Return only the lines from the one containing "Reviewer note: every instance of the yellow" to the end of the material, with each one exactly as it appears.
[[ Available data open ]]
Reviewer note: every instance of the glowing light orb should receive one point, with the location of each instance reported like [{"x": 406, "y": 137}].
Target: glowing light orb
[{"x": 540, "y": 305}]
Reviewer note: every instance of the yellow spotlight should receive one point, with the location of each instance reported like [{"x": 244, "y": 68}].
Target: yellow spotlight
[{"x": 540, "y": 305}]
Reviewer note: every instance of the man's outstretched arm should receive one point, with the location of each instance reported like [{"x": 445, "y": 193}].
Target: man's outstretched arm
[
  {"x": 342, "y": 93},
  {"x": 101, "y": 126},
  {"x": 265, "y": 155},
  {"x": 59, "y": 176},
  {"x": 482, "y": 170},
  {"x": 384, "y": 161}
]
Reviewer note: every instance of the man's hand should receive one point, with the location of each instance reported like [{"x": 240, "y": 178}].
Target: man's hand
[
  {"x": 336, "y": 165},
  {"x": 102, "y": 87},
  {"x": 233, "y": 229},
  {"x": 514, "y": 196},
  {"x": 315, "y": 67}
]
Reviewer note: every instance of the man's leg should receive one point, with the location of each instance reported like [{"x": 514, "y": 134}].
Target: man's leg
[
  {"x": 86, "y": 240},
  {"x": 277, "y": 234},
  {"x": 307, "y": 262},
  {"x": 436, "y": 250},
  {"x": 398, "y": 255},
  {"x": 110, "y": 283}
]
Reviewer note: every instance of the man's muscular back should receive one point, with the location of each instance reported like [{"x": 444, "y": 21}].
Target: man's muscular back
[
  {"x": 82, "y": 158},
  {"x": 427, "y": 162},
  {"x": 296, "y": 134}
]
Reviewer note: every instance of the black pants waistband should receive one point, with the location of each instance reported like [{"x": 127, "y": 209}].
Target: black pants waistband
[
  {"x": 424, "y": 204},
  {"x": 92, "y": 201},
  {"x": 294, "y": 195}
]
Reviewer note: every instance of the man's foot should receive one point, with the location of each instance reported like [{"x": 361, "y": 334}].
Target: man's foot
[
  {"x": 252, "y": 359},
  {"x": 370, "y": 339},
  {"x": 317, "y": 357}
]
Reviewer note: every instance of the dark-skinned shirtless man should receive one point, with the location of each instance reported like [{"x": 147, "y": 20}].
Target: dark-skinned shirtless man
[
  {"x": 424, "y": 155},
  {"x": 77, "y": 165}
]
[[ Available data closed ]]
→ **Task output**:
Reviewer note: every instance of the yellow spotlight should receive one point, with the location of each instance reported like [{"x": 244, "y": 68}].
Target: yellow spotlight
[{"x": 540, "y": 305}]
Reviewer note: every instance of the man's outstretched arm should receive one point, with the location of each instance reported like [{"x": 445, "y": 193}].
Target: man's outstretched arm
[
  {"x": 342, "y": 93},
  {"x": 101, "y": 126},
  {"x": 265, "y": 155},
  {"x": 59, "y": 176},
  {"x": 482, "y": 170},
  {"x": 384, "y": 161}
]
Reviewer note: every instance of the man's hand should receive one point, with the location of each instance reported like [{"x": 240, "y": 178}].
Target: man's hand
[
  {"x": 336, "y": 165},
  {"x": 102, "y": 87},
  {"x": 233, "y": 229},
  {"x": 514, "y": 196},
  {"x": 315, "y": 67}
]
Reviewer note: every instance of the man's leg should receive one point, with the location of each instance reported like [{"x": 514, "y": 134}].
Target: man's leg
[
  {"x": 86, "y": 240},
  {"x": 277, "y": 234},
  {"x": 307, "y": 262},
  {"x": 436, "y": 250},
  {"x": 398, "y": 255},
  {"x": 110, "y": 283}
]
Reviewer note: every instance of the man's muscular back should receive one point, with the location of each instance reported like [{"x": 444, "y": 21}].
Target: man's muscular back
[
  {"x": 82, "y": 158},
  {"x": 427, "y": 162},
  {"x": 296, "y": 134}
]
Reviewer note: every instance of the black pants waistband should receive one point, with the location of each instance reported like [{"x": 127, "y": 209}].
Target: black pants waistband
[
  {"x": 424, "y": 204},
  {"x": 92, "y": 201},
  {"x": 294, "y": 195}
]
Reviewer note: every instance of the man's foot should receive one point, with the location of each instance reported like [{"x": 361, "y": 334}].
Target: man's foot
[
  {"x": 252, "y": 359},
  {"x": 370, "y": 339},
  {"x": 317, "y": 357}
]
Reviewer note: every instance of the dark-skinned shirtless man should receive one point, with the location of each instance reported like [{"x": 147, "y": 20}].
Target: dark-skinned shirtless man
[
  {"x": 424, "y": 155},
  {"x": 77, "y": 165}
]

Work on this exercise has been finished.